# Available data
++++++++++
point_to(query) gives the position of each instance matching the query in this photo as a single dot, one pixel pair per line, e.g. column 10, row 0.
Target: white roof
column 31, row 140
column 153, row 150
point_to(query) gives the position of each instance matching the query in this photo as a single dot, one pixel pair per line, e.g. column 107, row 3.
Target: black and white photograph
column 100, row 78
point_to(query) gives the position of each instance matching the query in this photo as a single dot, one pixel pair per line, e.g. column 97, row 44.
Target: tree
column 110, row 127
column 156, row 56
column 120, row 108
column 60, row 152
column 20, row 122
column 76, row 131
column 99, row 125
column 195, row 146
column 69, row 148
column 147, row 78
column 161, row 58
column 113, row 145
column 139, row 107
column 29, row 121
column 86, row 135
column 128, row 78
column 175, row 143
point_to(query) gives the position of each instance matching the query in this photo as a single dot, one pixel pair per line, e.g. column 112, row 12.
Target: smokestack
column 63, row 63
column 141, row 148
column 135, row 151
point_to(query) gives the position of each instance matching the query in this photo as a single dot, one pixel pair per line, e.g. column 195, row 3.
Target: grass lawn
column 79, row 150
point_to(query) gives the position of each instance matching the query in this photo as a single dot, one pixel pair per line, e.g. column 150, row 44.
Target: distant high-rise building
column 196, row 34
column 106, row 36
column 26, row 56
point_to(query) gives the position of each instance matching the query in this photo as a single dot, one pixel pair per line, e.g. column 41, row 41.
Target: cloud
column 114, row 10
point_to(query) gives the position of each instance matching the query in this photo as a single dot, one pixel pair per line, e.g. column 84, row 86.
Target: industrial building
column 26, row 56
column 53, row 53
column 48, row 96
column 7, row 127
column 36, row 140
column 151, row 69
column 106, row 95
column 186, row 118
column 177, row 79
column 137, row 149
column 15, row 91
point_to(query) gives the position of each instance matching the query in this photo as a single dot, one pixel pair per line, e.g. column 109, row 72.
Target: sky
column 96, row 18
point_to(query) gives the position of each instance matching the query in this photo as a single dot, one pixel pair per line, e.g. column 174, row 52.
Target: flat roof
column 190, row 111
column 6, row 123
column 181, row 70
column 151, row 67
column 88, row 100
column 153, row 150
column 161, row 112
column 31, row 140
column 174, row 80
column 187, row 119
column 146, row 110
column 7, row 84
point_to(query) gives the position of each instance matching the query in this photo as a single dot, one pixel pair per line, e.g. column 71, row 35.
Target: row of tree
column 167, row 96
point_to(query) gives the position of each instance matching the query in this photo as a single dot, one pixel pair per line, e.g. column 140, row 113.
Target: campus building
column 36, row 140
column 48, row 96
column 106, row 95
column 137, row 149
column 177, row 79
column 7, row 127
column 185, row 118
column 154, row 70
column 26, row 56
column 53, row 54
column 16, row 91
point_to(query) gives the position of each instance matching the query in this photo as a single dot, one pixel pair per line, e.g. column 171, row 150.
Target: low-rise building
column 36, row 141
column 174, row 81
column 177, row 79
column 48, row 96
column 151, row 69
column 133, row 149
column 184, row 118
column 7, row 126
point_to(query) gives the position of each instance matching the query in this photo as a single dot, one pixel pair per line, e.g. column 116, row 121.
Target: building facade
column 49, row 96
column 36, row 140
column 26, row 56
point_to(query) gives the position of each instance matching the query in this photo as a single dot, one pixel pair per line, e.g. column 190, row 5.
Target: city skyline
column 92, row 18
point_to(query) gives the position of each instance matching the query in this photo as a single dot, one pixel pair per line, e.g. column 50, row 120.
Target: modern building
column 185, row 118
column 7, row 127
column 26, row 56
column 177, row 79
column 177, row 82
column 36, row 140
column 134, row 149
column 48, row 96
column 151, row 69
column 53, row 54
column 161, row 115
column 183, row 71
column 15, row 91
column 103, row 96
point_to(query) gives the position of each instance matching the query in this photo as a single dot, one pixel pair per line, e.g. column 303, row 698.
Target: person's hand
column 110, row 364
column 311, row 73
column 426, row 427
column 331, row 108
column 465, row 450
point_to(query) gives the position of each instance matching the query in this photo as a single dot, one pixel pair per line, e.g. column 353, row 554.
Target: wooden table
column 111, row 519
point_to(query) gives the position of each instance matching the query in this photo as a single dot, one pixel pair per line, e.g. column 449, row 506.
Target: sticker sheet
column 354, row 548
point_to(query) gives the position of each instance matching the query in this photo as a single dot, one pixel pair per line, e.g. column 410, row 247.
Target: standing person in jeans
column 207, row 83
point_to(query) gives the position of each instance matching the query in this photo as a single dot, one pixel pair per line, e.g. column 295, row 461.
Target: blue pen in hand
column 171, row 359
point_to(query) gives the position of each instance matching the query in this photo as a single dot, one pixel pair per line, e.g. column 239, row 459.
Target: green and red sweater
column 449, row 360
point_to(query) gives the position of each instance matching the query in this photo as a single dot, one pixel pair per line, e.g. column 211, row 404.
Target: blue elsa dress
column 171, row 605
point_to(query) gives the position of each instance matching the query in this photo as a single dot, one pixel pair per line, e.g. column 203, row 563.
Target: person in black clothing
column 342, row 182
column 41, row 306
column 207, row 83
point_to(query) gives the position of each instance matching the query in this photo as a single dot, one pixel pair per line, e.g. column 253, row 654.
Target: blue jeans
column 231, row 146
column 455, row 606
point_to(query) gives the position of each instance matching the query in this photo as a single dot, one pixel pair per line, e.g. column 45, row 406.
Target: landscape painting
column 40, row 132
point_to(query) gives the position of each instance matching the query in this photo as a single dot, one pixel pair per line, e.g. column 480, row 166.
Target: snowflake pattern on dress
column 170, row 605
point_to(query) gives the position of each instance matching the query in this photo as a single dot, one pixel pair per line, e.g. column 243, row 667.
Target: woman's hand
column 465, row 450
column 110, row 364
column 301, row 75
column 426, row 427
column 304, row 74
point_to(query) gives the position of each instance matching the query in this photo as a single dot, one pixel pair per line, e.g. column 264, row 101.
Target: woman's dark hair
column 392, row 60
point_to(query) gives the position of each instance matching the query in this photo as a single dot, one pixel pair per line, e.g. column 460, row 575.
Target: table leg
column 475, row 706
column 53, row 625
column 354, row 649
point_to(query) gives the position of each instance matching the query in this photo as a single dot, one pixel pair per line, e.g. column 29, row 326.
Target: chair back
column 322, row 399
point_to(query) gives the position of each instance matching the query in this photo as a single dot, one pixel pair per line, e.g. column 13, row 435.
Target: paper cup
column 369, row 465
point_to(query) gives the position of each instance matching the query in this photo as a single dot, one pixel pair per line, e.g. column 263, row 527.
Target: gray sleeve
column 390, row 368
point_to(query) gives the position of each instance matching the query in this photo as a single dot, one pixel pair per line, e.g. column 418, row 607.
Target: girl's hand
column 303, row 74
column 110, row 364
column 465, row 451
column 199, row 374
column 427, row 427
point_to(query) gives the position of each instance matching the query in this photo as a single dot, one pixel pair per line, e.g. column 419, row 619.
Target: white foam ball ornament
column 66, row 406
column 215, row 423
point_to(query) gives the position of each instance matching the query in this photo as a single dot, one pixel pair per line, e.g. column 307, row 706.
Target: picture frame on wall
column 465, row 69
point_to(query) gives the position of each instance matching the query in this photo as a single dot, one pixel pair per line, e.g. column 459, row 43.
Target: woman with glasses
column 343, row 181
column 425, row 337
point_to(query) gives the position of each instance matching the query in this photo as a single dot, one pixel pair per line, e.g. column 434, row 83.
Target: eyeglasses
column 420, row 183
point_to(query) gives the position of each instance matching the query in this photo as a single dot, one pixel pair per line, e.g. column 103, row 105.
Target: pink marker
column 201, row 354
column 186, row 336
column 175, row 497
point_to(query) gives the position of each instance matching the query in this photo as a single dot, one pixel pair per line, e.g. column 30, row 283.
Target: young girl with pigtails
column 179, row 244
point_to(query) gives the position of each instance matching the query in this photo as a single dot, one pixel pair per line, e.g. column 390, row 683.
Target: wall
++++++++++
# Exercise goal
All of the material, start to finish, should be retyped exactly.

# Solution to the exercise
point_to(query) gives the position of each instance matching the query in this photo as a single dot, one pixel pair per line, e.g. column 10, row 0.
Target: white roof
column 31, row 140
column 153, row 150
point_to(query) gives the position of each instance matching the query in this photo as a single dot, one pixel pair per line, e.g. column 107, row 3.
Target: black and white photograph
column 100, row 78
point_to(query) gives the position of each instance matching the query in this photo as a single dot, one pixel pair per line, e.g. column 97, row 44.
Target: tree
column 110, row 127
column 156, row 56
column 120, row 108
column 60, row 152
column 20, row 122
column 76, row 131
column 99, row 125
column 195, row 146
column 69, row 148
column 147, row 78
column 161, row 58
column 113, row 145
column 139, row 107
column 29, row 121
column 86, row 135
column 128, row 78
column 175, row 143
point_to(query) gives the position of each instance matching the query in this photo as a single dot, one pixel pair per line, e.g. column 112, row 12.
Target: smokestack
column 63, row 63
column 141, row 148
column 135, row 151
point_to(query) gives the position of each instance matching the query in this photo as a single dot, one pixel pair per line, e.g. column 195, row 3.
Target: grass lawn
column 79, row 150
point_to(query) gives the position of each instance matching the query in this photo as a single dot, one pixel pair per line, e.g. column 150, row 44.
Target: distant high-rise building
column 196, row 34
column 106, row 36
column 26, row 56
point_to(query) gives the position of each instance matching the query in this photo as a single dot, one pixel pair per line, e.g. column 41, row 41.
Target: cloud
column 114, row 10
point_to(query) gives the position of each instance matching the query in this photo as a single dot, one pixel pair per line, e.g. column 84, row 86.
Target: industrial building
column 26, row 56
column 53, row 53
column 48, row 96
column 7, row 127
column 36, row 140
column 151, row 69
column 106, row 95
column 186, row 118
column 177, row 79
column 137, row 149
column 15, row 91
point_to(query) gives the position of each instance matching the query in this photo as a single dot, one pixel pair per line, e.g. column 109, row 72.
Target: sky
column 96, row 18
point_to(query) gives the position of each instance matching the query in this photo as a single dot, one pixel pair per line, e.g. column 174, row 52.
Target: flat roof
column 190, row 111
column 6, row 123
column 181, row 70
column 151, row 67
column 88, row 100
column 153, row 150
column 161, row 112
column 31, row 140
column 174, row 80
column 187, row 119
column 146, row 110
column 7, row 84
point_to(query) gives the position of each instance matching the query in this photo as a single dot, one pixel pair per line, e.g. column 71, row 35.
Target: row of tree
column 167, row 96
point_to(query) gives the position of each instance matching the query in this photo as a single dot, one pixel pair per line, e.g. column 140, row 113.
Target: campus building
column 36, row 140
column 48, row 96
column 106, row 95
column 137, row 149
column 177, row 79
column 7, row 127
column 185, row 118
column 154, row 70
column 26, row 56
column 53, row 54
column 16, row 91
point_to(query) gives the position of each instance matching the query in this photo as a single dot, one pixel pair per line, e.g. column 171, row 150.
Target: low-rise building
column 36, row 141
column 174, row 81
column 177, row 79
column 48, row 96
column 151, row 69
column 133, row 149
column 184, row 118
column 7, row 126
point_to(query) gives the position of each instance matching the query in this photo as a single dot, one pixel pair per line, e.g. column 116, row 121.
Target: building facade
column 49, row 96
column 36, row 140
column 26, row 56
point_to(query) gives the position of each instance matching the query in this photo as a single dot, one pixel pair per line, e.g. column 190, row 5.
Target: city skyline
column 92, row 18
point_to(query) gives the position of each instance matching the query in this photo as a single dot, one pixel pair per line, e.g. column 50, row 120.
Target: modern building
column 185, row 118
column 7, row 127
column 26, row 56
column 177, row 79
column 177, row 82
column 36, row 140
column 134, row 149
column 48, row 96
column 151, row 69
column 53, row 54
column 161, row 115
column 183, row 71
column 15, row 91
column 103, row 96
point_to(query) gives the position of each instance matching the query in this photo as a single dot, one pixel pair per line, e.g. column 303, row 698.
Target: person's hand
column 110, row 364
column 311, row 73
column 426, row 427
column 331, row 108
column 465, row 450
point_to(query) gives the position of each instance matching the query in this photo as a single dot, one pixel pair per line, e.g. column 353, row 554.
Target: wooden table
column 111, row 519
point_to(query) gives the position of each instance matching the query in this photo as a single dot, one pixel pair per line, e.g. column 449, row 506.
Target: sticker sheet
column 354, row 548
point_to(query) gives the position of each instance matching the query in this photo as a single dot, one pixel pair per line, e.g. column 410, row 247.
Target: standing person in jeans
column 207, row 83
point_to(query) gives the position of each instance matching the query in this photo as a single dot, one pixel pair per line, e.g. column 295, row 461.
Target: blue pen in hand
column 171, row 359
point_to(query) gives the position of each instance matching the query in this photo as a single dot, one pixel pair per line, e.g. column 239, row 459.
Target: green and red sweater
column 449, row 360
point_to(query) gives the position of each instance matching the query in this photo as a single dot, one pixel pair per line, e.g. column 211, row 404.
Target: blue elsa dress
column 171, row 605
point_to(query) gives the position of each instance matching the query in this photo as a single dot, one pixel pair per line, e.g. column 203, row 563.
Target: person in black clothing
column 342, row 182
column 41, row 306
column 207, row 83
point_to(query) gives the position of each instance matching the query in this photo as a single dot, one pixel pair per line, e.g. column 253, row 654.
Target: blue jeans
column 231, row 146
column 455, row 606
point_to(query) gives the position of each instance matching the query in this photo as a single dot, one pixel pair per line, e.g. column 45, row 406.
Target: landscape painting
column 40, row 132
point_to(query) gives the position of each instance matching the query in this photo as a single dot, one pixel pair per line, e.g. column 480, row 166.
Target: snowflake pattern on dress
column 170, row 605
point_to(query) gives the position of each instance matching the query in this photo as a single dot, one pixel pair per line, e.g. column 243, row 667.
Target: woman's hand
column 465, row 450
column 110, row 364
column 301, row 75
column 426, row 427
column 304, row 74
point_to(query) gives the position of each instance matching the query in this photo as a single dot, one pixel pair per line, e.g. column 264, row 101.
Target: woman's dark hair
column 392, row 60
point_to(query) gives the position of each instance matching the query in this photo as a single dot, one pixel pair per line, e.g. column 460, row 575.
Target: table leg
column 475, row 706
column 53, row 625
column 354, row 649
point_to(query) gives the position of each instance matching the query in this photo as a single dot, one pixel pair per line, e.g. column 29, row 326.
Target: chair back
column 322, row 399
point_to(query) gives the position of each instance matching the query in this photo as a single dot, one pixel pair per line, e.g. column 13, row 435.
Target: paper cup
column 369, row 465
point_to(query) gives the position of each instance matching the query in this photo as a single dot, one pixel pair per line, e.g. column 263, row 527.
Target: gray sleeve
column 390, row 368
point_to(query) gives the position of each instance matching the query in this photo as a single dot, one pixel pair per line, e.g. column 418, row 607.
Target: girl's hand
column 303, row 74
column 110, row 364
column 465, row 451
column 199, row 374
column 427, row 427
point_to(query) gives the position of each instance matching the query in this photo as a single dot, one pixel pair per line, e.g. column 419, row 619.
Target: white foam ball ornament
column 66, row 406
column 215, row 423
point_to(query) gives the position of each instance matching the query in this photo as a single dot, one pixel pair per line, e.g. column 307, row 706.
Target: picture frame on wall
column 465, row 69
point_to(query) gives the position of each instance matching the query in this photo as a single dot, one pixel pair per line, e.g. column 459, row 43.
Target: woman with glasses
column 343, row 181
column 425, row 337
point_to(query) gives the position of each instance matching the query in this photo as a single dot, one pixel pair per line, e.g. column 434, row 83.
Target: eyeglasses
column 420, row 183
point_to(query) gives the position of each instance matching the query in this photo as a single dot, one pixel pair per line, e.g. column 103, row 105.
Target: pink marker
column 201, row 354
column 186, row 336
column 175, row 497
point_to(query) gives the position of each instance matching the query in this photo as a single dot, one pixel pair per line, e.g. column 30, row 283.
Target: young girl with pigtails
column 179, row 244
point_to(query) gives the position of each instance matching the query in this photo as a single dot, one pixel pair per line, e.g. column 390, row 683.
Target: wall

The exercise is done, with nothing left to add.